Excerpts from a point labeling dataset:
==============================
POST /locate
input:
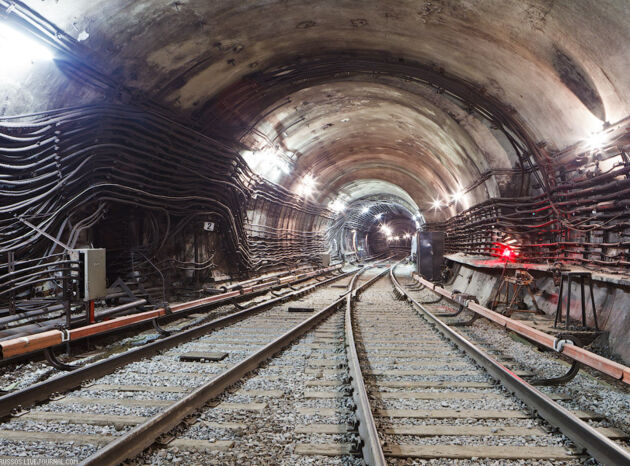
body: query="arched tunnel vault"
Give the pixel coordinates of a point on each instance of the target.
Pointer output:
(347, 126)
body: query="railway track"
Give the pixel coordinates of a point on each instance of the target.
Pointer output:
(153, 390)
(376, 383)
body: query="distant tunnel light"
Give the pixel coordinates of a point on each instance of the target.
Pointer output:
(504, 251)
(337, 206)
(458, 196)
(18, 50)
(596, 140)
(307, 185)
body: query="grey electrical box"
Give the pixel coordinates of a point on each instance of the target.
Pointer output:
(430, 254)
(94, 283)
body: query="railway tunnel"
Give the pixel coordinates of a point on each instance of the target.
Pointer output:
(160, 159)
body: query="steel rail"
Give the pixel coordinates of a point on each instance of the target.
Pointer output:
(371, 445)
(42, 391)
(588, 358)
(144, 435)
(597, 445)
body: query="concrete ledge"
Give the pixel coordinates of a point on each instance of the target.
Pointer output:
(482, 262)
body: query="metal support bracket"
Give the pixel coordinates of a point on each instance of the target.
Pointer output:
(466, 323)
(558, 345)
(56, 363)
(159, 329)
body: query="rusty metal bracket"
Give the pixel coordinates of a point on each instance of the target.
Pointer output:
(465, 323)
(56, 363)
(561, 341)
(159, 329)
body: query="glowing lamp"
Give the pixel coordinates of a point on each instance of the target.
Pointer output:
(18, 50)
(505, 252)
==============================
Reproduce the data above verbatim, line for line, omitting the pictures.

POST /locate
input:
body: query="arched tunnel vault"
Give the pixel coordinates of a point on each instance of the target.
Pointer output:
(347, 126)
body: query="railway track"
Give the pixel coordinates of a point on each instance of the target.
Pointer output:
(153, 390)
(376, 383)
body: query="distant tunnel light"
Give the pixel coordinates of a point on each instance of the target.
Pointer output:
(504, 251)
(337, 206)
(458, 196)
(18, 50)
(596, 140)
(307, 185)
body: query="grey electrical box"
Give the pixel coordinates of a point on each instance of the target.
Pointer output:
(430, 254)
(94, 283)
body: query="railway tunnel"
Give the pixel coordinates of a point on each instance of the target.
Pointer output:
(160, 159)
body: query="steel rail"
Give the pixel coordinates of a point on each instance of the target.
Pointer output:
(371, 445)
(42, 391)
(588, 358)
(144, 435)
(597, 445)
body: query="concrete ledge"
Give the pixel coordinates of a point on each instance of the target.
Pointer output:
(482, 262)
body: query="metal support bracket"
Give the pixel coordinates of a point on each instance of the target.
Pointer output:
(466, 323)
(558, 345)
(56, 363)
(159, 329)
body: query="rusty metal bracket"
Give the pixel coordinates of a point on each instance of the target.
Pointer output:
(465, 323)
(56, 363)
(561, 341)
(159, 329)
body: query="glowing lamp"
Give the pixel coordinates of a point on each instance of the target.
Pointer output:
(18, 50)
(505, 252)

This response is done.